При Августе снабжением города водой ведал его ближайший сподвижник Марк Агриппа, обогативший столицу новыми акведуками, и среди них в 19 г. до н.э. знаменитым Аква Вирго, до сих пор питающим прославленный фонтан Треви, с его горной прозрачно-голубой водой. По ее обилию Рим превосходил современный Нью-Йорк. Художественные сравнения и разнообразные изобразительные детали («малые величины») постоянно подбираются поэтом из мира современных ему культуры и искусства, и это один из приемов острой актуализации повествования, чем так дорожили его римские читатели.
А Фисба? Что же произошло с Фисбой? Она нашла умирающего и закололась его мечом, умоляя родителей похоронить любящих в одной могиле, а богов — сохранить в плодах шелковицы вечную память о погибших.
Эта миниатюра — одна из излюбленных у писателей и художников Нового времени, начиная с XII века. Боккаччо включил ее в свое сочинение «О знаменитых женщинах», Шекспир упоминает ее в «Сне в летнюю ночь», а в 1960 году Бриттен в своей музыкальной пародии на итальянскую оперу комически обыграл и этот сюжет.
Овидий в присущей ему манере выбрал эту легенду «с дальним прицелом», не каждое превращение и не на любом месте подходит ему. Рассказ о Пираме продолжает тему Нарцисса и Эхо, любовь двух равных партнеров на сей раз кончается катастрофой, однако повествование движется постепенно к заключительному обширному полотну «мифологической части» — Кеику и Альционе. Впрочем, по дороге развертываются все новые и новые варианты страстей.
Рядом с восточным Пирамом и Фисбой встают ликийские Салмакида и Гермафродит. Оказывается, в далекой Ликии тоже есть свои божества-насильники, и во власть такого божества попадает Гермафродит — сын Афродиты и Гермеса. Салмакида — хранительница священного озера, своего рода Шемаханская царица, по-восточному изнеженная, носящая прозрачные ткани, любующаяся собой в озере, как в зеркале. Она даже подбирает себе согласно «Искусству любви» идущие ей прически. И вот эта собирательница цветов, возлежащая на нежной траве луга, моментально вспыхивает страстью к юному пришельцу. Как Гермес в рассказе о Герсе прихорашивается, прежде чем появиться перед ней, так и Салмакида не только украшает себя, но даже меняет выражение лица (типично Овидиева тонкая деталь), чтобы стать прекрасной. Поэт пригоршнями сыплет драгоценные наблюдения за движениями, жестами, даже мимикой своих вполне современных, отнюдь не героически-эпических героев. Увидев плывущего по озеру Гермафродита, Салмакида совершенно теряет голову, бросается в воду, обвивается вокруг юноши, как змея, и по ее просьбе боги превращают их в единое нераздельное существо — парадокс природы — гермафродита. И этот патологический тип, разновидность существующих в природе отклонений от обычных норм, интересует поэта, недаром эпос его по-своему универсален. Но особенно удивительны здесь художественные сравнения, выразительно оттеняющие самую суть по-восточному страстной и кокетливой Салмакиды.

■ ИСХОДНЫЕ ДАННЫЕ ■
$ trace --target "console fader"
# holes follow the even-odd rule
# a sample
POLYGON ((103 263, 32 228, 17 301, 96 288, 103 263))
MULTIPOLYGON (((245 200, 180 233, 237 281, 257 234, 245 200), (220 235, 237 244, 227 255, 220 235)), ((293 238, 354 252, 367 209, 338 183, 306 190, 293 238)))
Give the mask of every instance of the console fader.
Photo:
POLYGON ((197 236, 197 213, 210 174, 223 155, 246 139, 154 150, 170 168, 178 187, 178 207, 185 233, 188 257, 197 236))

■ ПИСЬМЕННОЕ ЗАДАНИЕ A ■
Проверьте по отрывку об Овидии три утверждения: (i) Аква Вирго был построен в 19 г. до н. э.; (ii) Шекспир упоминает историю Пирама и Фисбы в «Сне в летнюю ночь»; (iii) Гермафродит — сын Афродиты и Зевса. Для каждого ответьте «да» или «нет» и приведите точную цитату из отрывка, на которой основан ответ.
■ ПИСЬМЕННОЕ ЗАДАНИЕ B ■
Продолжите отрывок об Овидии, начав сразу после его последнего предложения.

■ РЕЗУЛЬТАТ УПРАЖНЕНИЯ A ■
(i) Да: «в 19 г. до н.э. знаменитым Аква Вирго».
(ii) Да: «Шекспир упоминает ее в «Сне в летнюю ночь»».
(iii) Нет: «сын Афродиты и Гермеса».

■ РЕЗУЛЬТАТ УПРАЖНЕНИЯ B ■
Глаза ее разгораются как солнце, отраженное в поверхности зеркала, сам же плывущий похож на изваяние из слоновой кости, просвечивающее сквозь прозрачное стекло. Ни дать, ни взять — модная безделушка, привезенная с Востока! Ими, кстати, увлекались в это время в Риме.
Однако соединение божества и нимфы здесь насильственно, безлюбовно, но озеро с тех пор получило особую изнеживающую силу, как это было свойственно, согласно Овидию, многим источникам таинственного Востока.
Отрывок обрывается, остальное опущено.